* begin INPUT MATERIAL *

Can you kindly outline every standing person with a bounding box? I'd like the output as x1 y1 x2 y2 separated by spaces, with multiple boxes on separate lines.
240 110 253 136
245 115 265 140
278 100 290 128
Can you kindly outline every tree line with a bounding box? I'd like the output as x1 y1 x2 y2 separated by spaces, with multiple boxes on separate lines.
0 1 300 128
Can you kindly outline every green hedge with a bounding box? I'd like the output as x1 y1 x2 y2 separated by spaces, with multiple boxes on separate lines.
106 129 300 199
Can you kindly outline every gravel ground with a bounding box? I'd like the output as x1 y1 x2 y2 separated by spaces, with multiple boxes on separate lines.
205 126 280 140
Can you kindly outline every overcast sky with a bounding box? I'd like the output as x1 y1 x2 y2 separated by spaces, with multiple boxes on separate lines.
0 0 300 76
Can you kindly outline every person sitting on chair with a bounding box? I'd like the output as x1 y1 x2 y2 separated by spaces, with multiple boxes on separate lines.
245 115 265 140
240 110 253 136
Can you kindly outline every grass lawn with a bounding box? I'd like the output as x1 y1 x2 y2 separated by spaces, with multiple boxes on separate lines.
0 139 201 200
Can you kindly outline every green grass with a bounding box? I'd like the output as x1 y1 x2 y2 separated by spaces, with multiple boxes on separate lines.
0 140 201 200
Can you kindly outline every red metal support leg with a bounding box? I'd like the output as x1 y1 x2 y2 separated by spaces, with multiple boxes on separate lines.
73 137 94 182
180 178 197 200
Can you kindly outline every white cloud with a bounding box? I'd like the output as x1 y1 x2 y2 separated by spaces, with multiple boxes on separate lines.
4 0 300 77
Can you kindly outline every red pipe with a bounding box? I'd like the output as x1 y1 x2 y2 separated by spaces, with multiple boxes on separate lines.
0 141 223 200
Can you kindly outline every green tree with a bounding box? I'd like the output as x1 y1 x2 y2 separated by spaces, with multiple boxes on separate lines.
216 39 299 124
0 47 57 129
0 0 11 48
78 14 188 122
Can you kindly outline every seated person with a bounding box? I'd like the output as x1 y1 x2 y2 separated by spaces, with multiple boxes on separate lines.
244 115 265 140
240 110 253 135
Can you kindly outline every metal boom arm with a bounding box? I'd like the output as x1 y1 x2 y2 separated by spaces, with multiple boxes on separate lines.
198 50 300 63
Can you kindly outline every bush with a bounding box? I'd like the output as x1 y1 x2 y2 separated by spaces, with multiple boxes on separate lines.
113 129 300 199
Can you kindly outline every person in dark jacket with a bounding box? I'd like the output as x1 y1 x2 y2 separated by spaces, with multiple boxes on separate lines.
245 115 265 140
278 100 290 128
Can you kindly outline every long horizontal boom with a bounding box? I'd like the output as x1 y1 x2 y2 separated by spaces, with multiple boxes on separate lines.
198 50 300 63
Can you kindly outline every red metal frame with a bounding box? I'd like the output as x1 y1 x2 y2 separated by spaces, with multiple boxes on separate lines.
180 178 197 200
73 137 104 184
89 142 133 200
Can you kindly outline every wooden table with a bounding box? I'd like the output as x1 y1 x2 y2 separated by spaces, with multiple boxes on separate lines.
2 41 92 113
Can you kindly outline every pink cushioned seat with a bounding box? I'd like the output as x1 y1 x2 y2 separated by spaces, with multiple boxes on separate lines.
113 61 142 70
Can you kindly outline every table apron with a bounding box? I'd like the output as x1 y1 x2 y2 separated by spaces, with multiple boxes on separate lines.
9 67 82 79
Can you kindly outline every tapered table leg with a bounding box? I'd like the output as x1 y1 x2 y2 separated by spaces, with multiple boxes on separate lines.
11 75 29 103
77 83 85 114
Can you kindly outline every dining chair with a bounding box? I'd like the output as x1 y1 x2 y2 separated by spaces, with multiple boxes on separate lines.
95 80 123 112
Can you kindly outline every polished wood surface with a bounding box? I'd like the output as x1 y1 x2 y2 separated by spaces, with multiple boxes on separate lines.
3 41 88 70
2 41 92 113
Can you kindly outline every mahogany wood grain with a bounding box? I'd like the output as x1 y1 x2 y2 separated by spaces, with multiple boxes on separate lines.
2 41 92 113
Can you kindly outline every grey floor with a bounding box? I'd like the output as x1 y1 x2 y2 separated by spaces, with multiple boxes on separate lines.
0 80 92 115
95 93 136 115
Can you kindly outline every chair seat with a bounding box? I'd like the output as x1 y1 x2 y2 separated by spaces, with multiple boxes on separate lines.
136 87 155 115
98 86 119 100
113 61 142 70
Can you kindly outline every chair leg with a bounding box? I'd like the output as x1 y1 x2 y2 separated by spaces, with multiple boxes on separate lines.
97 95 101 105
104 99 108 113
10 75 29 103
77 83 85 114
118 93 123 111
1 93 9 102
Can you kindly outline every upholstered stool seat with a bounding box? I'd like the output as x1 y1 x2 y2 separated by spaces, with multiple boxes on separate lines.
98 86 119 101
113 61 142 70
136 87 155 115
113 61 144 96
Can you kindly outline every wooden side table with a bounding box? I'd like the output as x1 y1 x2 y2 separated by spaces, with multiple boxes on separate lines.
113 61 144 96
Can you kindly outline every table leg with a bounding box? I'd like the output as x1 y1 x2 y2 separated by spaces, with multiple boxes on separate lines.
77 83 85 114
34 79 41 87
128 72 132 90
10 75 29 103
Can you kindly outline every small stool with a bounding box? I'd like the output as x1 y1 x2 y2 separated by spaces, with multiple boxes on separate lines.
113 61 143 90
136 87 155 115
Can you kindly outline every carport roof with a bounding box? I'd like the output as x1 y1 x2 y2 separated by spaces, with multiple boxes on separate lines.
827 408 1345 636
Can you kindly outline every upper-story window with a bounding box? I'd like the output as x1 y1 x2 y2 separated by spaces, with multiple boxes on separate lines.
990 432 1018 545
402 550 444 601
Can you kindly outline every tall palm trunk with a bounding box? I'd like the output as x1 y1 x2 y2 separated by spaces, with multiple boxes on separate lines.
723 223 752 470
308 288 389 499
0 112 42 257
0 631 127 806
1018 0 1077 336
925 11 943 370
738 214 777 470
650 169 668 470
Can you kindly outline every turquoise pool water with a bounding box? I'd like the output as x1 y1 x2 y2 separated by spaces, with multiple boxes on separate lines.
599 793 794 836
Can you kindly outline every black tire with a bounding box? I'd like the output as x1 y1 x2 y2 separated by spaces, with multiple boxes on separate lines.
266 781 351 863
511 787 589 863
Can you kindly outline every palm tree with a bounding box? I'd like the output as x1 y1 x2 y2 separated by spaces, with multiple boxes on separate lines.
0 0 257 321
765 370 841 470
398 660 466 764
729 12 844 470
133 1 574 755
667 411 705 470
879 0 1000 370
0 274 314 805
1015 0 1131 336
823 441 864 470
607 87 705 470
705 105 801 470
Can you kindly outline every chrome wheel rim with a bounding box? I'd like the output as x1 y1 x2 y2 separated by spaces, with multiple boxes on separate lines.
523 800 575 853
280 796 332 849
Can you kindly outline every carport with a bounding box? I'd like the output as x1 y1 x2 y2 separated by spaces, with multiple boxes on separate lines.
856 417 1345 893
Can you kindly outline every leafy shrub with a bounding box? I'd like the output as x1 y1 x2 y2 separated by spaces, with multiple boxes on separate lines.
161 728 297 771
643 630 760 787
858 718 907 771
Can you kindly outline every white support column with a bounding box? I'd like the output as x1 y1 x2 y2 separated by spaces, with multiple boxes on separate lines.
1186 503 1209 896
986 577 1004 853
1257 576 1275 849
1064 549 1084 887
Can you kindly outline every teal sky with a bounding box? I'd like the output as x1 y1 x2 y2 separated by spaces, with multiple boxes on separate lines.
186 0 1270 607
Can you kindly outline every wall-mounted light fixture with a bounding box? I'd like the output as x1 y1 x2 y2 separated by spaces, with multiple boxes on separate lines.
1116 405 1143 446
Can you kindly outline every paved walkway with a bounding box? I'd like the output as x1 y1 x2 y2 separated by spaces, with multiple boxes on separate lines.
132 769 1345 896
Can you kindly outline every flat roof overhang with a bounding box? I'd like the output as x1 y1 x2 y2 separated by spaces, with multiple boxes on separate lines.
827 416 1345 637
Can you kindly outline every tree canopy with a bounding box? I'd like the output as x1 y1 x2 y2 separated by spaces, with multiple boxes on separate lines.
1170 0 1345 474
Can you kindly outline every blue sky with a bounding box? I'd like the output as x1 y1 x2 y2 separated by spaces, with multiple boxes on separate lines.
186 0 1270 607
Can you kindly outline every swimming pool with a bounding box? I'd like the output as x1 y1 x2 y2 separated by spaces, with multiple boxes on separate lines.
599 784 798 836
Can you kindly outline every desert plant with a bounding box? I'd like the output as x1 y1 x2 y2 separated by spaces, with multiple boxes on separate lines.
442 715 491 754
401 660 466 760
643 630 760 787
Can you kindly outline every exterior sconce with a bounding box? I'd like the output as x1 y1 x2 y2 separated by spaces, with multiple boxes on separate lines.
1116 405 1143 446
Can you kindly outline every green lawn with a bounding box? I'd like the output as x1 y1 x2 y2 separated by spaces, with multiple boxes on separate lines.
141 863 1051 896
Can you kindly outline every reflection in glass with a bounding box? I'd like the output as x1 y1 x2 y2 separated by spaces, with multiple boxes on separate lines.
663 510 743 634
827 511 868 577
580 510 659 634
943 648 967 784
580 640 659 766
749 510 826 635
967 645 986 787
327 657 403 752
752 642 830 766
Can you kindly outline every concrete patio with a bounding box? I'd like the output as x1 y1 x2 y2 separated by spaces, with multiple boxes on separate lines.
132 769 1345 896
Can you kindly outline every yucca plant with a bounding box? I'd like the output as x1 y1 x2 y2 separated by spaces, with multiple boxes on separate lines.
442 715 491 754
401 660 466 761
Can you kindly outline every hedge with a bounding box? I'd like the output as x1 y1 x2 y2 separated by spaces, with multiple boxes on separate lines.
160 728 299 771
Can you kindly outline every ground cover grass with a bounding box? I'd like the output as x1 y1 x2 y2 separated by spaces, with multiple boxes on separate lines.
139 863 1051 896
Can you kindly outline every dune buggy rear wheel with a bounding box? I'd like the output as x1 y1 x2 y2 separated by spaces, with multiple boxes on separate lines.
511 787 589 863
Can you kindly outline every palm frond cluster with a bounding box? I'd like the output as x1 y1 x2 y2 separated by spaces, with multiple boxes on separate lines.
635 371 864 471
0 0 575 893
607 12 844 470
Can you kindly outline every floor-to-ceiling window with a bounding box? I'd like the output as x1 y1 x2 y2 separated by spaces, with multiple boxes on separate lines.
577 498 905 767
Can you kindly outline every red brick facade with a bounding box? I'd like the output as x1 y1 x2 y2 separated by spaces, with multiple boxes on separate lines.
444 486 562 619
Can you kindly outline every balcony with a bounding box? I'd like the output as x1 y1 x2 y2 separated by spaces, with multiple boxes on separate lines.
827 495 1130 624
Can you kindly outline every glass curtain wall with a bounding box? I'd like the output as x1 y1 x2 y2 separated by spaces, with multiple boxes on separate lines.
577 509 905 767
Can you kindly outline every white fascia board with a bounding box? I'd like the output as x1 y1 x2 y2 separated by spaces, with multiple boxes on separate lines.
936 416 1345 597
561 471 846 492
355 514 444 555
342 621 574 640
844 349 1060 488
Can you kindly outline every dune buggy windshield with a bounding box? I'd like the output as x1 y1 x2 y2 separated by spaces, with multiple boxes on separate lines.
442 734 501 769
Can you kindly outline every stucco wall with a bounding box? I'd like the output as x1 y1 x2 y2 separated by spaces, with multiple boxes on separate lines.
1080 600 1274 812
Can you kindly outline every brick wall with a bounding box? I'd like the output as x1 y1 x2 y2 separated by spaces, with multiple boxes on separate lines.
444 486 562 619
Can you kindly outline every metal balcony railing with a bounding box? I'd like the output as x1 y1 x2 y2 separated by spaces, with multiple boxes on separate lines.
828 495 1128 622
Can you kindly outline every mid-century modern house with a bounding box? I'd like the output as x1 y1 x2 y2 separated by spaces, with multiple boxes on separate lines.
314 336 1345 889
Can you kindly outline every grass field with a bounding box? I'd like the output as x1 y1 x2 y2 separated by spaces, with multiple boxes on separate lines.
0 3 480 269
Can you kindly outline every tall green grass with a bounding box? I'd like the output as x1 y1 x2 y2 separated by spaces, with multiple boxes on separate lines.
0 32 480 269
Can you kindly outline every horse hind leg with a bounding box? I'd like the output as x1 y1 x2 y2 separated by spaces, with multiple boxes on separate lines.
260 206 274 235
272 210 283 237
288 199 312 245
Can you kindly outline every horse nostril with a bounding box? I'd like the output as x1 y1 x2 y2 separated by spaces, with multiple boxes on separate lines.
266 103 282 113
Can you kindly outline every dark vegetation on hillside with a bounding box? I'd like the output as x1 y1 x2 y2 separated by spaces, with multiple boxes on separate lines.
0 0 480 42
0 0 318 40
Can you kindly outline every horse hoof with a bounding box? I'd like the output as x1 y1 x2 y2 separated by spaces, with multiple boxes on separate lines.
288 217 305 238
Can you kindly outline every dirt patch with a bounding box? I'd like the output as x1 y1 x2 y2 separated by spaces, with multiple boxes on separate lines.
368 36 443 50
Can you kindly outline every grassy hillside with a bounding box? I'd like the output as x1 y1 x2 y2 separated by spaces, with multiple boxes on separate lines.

* end INPUT MATERIAL *

**OBJECTIVE:** Select every line of the data that contains the string "ceiling" and copy each one out in full.

**TASK OUTPUT:**
Can you kindly outline every floor-to-ceiling window with a bounding box? I'd like the output as x1 y1 x2 y2 separated by spaces, with multiple boxes on separate lines.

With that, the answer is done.